**Excerpted passage**
::::::
Major League Baseball (MLB) has made some key changes to the 2020 season. Keep an eye on them, because team schedules will be greatly impacted.

 

No Coast-to-Coast Games

During the 60-game season to be played summer, there will no games played between East and West Coast opponents. Instead, MLB teams will play their four divisional opponents ten times. That means every MLB team will play 40 of its 60 games this season against one of their four divisional rivals.

In his report, Jeff Passan added that this leaves just 20 games that will be played against teams, who are not divisional opponents but who play in the “same geographical area.”

For example, teams who play in the American League (AL) Central division will play one-third of their schedule against National League (NL) Central opponents. The Minnesota Twins will play 20 games against NL Central teams such as the Cards and Cubs.

 

The perks of this schedule change? Baseball fans will not need to stay up late to watch an East coast team like the Yankees play a 10:00 PM game in Los Angeles.

 

The travel limit seems to help with fitting in 60 games, but it also minimizes the exposure to COVID-19. In another attempt to minimize the risk, some changes have been made in the areas of team management.

All MLB teams will start on July 24 with a 30-man roster. After the first two weeks of the regular season has been played, teams will have to cut their roster down to 28 players and after another two weeks, down to 26 players.

MLB teams will have the luxury of a “Taxi Squad” of up to 60 players, who will be eligible to play in the major leagues this season.

 

More MLB Players Test Positive

Tuesday night, Steve Gardner reported that three players on the Colorado Rockies, including All-Star outfielder, Charlie Blackmon, have tested positive for COVID-19. Those three Rockies’ players were involved in workouts at Coors Field, the teams’ home ballpark in Denver, Colorado.
::::::
**Supplied records**

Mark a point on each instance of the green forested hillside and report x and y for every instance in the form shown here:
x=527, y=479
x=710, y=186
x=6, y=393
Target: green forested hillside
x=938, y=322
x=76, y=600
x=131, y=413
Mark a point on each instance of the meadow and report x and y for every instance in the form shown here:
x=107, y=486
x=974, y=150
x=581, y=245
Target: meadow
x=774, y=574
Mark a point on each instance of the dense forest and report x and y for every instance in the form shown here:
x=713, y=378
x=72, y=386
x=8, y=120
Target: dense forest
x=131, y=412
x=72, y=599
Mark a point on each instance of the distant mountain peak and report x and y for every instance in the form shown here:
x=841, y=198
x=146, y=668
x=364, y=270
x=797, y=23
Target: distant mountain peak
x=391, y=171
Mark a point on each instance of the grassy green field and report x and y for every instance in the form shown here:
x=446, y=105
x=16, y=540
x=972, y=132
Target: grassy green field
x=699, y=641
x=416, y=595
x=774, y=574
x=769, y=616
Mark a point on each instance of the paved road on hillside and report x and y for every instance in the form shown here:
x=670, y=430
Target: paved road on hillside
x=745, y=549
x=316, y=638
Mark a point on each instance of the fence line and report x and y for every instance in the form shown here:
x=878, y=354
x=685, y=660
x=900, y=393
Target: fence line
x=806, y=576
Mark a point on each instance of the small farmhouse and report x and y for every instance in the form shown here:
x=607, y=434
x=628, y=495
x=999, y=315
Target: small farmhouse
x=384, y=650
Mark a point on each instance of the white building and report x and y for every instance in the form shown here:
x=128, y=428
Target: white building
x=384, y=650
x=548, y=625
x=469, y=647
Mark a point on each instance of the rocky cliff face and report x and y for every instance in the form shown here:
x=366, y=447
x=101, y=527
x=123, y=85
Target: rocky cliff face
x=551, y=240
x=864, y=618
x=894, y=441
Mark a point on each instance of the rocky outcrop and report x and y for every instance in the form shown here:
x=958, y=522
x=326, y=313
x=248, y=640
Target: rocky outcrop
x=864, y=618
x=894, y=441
::::::
**Activity**
According to the 2020 MLB season article, how many players will each team's roster hold when play starts on July 24? The data can be set aside.

**Output of the task**
30 players